- **Passage**
··········
The Grecescu Church (Biserica Grecescu) is a Romanian Orthodox church located at 2 Decebal Street in Drobeta-Turnu Severin, Romania. It is dedicated to Saint John the Baptist.

The ktetors were a boyar couple, Ioan Stoian Grecescu and his wife Ioana. In 1863, Ioan asked to build a church in the city center, but delays by the authorities angered him, prompting him to build a hospital with the materials he had purchased. Grecescu did not abandon the idea of a church, purchasing a plot of land near the hospital, overlooking the Danube. Further delays caused local residents to protest. Moreover, in 1867, Prince Carol I was on a visit to the city. He met Grecescu and, through the effort of his traveling companion Carol Davila, quickly arranged for plans to be drawn up in the capital Bucharest by the city architect.

The cornerstone was laid on 10 May 1868, the second anniversary of Carol’s accession to the throne. It was modeled after the Curtea de Argeș Cathedral, with two small spires in front, and fitting into the classic style of old Romanian monasteries. The building is solid brick. Construction proceeded rapidly, with Carol inspecting progress in spring 1869. Gheorghe Tattarescu painted the interior in 1872; he was paid 1,000 florins by another couple. Grecescu died in 1875, when the church was nearly finished. It was consecrated the following year.

In 1884, the church was named the city cathedral. For some time, its maintenance was paid out of Grecescu’s will, and then by the parish once his funds were exhausted. The brass roof was removed by the occupying German Army in 1917, during World War I, and replaced in 1920. The roof and walls suffered damage during the Allied bombing of 1944, and further repairs were carried out after the 1977 earthquake.

The church is listed as a historic monument by Romania's Ministry of Culture and Religious Affairs, which gives a completion date of 1873.
··········
- **Supplied material**

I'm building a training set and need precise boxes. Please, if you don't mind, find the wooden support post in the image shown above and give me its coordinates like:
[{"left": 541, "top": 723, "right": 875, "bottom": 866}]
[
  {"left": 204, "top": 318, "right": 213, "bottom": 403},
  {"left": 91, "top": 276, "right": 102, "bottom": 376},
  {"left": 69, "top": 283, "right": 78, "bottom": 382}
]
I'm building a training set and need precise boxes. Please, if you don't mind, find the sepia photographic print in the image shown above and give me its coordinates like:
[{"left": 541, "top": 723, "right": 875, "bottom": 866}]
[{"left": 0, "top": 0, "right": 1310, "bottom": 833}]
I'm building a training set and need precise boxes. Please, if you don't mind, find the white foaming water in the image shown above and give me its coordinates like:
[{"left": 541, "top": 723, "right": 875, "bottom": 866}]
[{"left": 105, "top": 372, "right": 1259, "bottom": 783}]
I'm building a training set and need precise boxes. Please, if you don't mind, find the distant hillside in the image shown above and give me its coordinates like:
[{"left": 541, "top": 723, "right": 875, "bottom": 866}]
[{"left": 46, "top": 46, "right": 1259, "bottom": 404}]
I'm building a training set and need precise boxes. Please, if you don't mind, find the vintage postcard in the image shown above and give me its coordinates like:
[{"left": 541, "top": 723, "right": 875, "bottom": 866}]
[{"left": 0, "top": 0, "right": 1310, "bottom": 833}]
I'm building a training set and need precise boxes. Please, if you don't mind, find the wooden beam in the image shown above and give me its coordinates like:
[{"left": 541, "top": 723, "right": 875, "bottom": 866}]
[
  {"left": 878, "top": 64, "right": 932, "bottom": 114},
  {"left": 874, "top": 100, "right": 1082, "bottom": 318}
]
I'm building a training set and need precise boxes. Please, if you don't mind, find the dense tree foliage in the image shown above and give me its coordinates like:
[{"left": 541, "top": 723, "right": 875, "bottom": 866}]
··········
- **Exercise aim**
Rewrite the passage about the Grecescu Church from "The Grecescu Church" up to and including "John the Baptist.", putting "Saint Nicholas" in place of "Saint John the Baptist".

- **Finished exercise**
The Grecescu Church (Biserica Grecescu) is a Romanian Orthodox church located at 2 Decebal Street in Drobeta-Turnu Severin, Romania. It is dedicated to Saint Nicholas.